[START OF SOURCE MATERIAL]

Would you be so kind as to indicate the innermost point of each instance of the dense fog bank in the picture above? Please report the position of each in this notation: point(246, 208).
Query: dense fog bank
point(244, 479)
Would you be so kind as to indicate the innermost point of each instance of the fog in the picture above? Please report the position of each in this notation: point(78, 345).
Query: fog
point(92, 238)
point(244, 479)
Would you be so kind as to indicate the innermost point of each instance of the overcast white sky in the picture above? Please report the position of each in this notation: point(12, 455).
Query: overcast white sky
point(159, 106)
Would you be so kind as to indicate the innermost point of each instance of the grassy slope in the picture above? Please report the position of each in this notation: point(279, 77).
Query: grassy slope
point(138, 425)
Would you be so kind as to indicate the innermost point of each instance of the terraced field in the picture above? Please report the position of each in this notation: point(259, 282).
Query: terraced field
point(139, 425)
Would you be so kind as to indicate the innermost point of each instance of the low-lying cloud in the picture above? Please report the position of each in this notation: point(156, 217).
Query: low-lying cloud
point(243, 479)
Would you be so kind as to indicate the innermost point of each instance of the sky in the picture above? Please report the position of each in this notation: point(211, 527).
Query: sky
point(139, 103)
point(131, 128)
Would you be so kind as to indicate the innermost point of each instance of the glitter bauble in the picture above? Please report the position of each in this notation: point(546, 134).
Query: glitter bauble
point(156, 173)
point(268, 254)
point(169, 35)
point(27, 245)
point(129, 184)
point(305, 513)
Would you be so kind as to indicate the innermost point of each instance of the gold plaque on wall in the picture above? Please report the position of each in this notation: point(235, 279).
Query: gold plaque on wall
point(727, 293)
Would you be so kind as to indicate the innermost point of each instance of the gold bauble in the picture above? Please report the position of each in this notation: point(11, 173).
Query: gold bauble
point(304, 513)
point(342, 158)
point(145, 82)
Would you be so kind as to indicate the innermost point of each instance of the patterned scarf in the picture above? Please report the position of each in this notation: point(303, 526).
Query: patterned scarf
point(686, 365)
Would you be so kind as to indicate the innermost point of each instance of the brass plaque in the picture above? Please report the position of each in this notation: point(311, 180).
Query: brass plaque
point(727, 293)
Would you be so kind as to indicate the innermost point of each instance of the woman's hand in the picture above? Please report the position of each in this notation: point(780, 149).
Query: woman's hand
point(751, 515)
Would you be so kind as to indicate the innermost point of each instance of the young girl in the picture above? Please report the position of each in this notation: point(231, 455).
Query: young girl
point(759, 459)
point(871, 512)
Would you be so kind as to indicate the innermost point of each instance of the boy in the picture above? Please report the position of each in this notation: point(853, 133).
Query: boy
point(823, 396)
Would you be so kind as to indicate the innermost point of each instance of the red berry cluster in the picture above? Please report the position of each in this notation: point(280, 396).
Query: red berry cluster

[END OF SOURCE MATERIAL]

Copy every record above word for word, changing nothing.

→ **SOLUTION**
Would you be so kind as to indicate the innermost point of each instance of the dense fog bank in the picture above? Please report the position of each in this notation: point(246, 208).
Query: dense fog bank
point(244, 479)
Would you be so kind as to indicate the innermost point of each instance of the fog in the picture above? Please report the position of each in this notation: point(78, 345).
Query: fog
point(92, 238)
point(244, 479)
Would you be so kind as to indicate the innermost point of each instance of the overcast white sky in the picture above? Please report the position of each in this notation: point(12, 455).
Query: overcast white sky
point(159, 106)
Would you be so kind as to indicate the innermost point of each instance of the grassy slope in the picture above? Please report the position of each in this notation: point(279, 77).
Query: grassy slope
point(138, 425)
Would you be so kind as to indicate the innermost point of each instance of the terraced field in the picture above? Please report the position of each in this notation: point(259, 282).
Query: terraced field
point(139, 425)
Would you be so kind as to indicate the innermost point of each instance of the low-lying cloud in the picture above? Please report the position of each in this notation: point(156, 217).
Query: low-lying cloud
point(243, 479)
Would you be so kind as to indicate the innermost point of each instance of the sky in the picture above? Please report the position of each in this notation: point(211, 527).
Query: sky
point(139, 103)
point(131, 128)
Would you be so kind as to indicate the innermost point of each instance of the glitter bauble in the picture above? Please report the position of each in this notation: point(546, 134).
Query: glitter bauble
point(156, 173)
point(268, 254)
point(169, 35)
point(27, 245)
point(129, 184)
point(305, 513)
Would you be so kind as to indicate the innermost point of each instance of the gold plaque on wall in the picture above? Please report the position of each in this notation: point(235, 279).
Query: gold plaque on wall
point(727, 293)
Would you be so kind as to indicate the innermost point of each instance of the gold bauble in the picture above? Please report the position of each in this notation: point(11, 173).
Query: gold bauble
point(304, 513)
point(342, 158)
point(145, 82)
Would you be so kind as to indicate the innermost point of each instance of the patterned scarf in the picture above? Please report the position of each in this notation: point(303, 526).
Query: patterned scarf
point(686, 365)
Would you be so kind as to indicate the innermost point of each instance of the brass plaque in the picture above? Please report the position of each in this notation: point(311, 180).
Query: brass plaque
point(727, 293)
Would you be so kind as to indicate the innermost point of each instance of the woman's hand in the picture above? Please report the position of each in this notation: point(780, 149).
Query: woman's hand
point(751, 515)
Would you be so kind as to indicate the innermost point of each instance of the young girl in the picture above? Please report the position of each in this notation: point(231, 455).
Query: young girl
point(759, 459)
point(871, 512)
Would you be so kind as to indicate the innermost point of each instance of the boy in the picture above? Please report the position of each in this notation: point(853, 133).
Query: boy
point(823, 396)
Would you be so kind as to indicate the innermost point of each instance of the red berry cluster in the picture above? Please report the position of each in this notation: point(280, 396).
Query: red berry cluster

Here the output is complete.